WHAT THE EXERCISE ASKS:
Could you retype exactly the lines running from the line with "# each instance" to the end of the data, both included, and nothing else?

GIVEN RECORDS:
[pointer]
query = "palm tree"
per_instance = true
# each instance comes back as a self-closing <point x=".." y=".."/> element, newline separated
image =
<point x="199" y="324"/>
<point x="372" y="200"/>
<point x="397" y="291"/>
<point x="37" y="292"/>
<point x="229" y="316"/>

ANSWER TO THIS TASK:
# each instance comes back as a self-closing <point x=".." y=".."/> element, newline separated
image =
<point x="199" y="324"/>
<point x="372" y="200"/>
<point x="397" y="291"/>
<point x="37" y="292"/>
<point x="229" y="316"/>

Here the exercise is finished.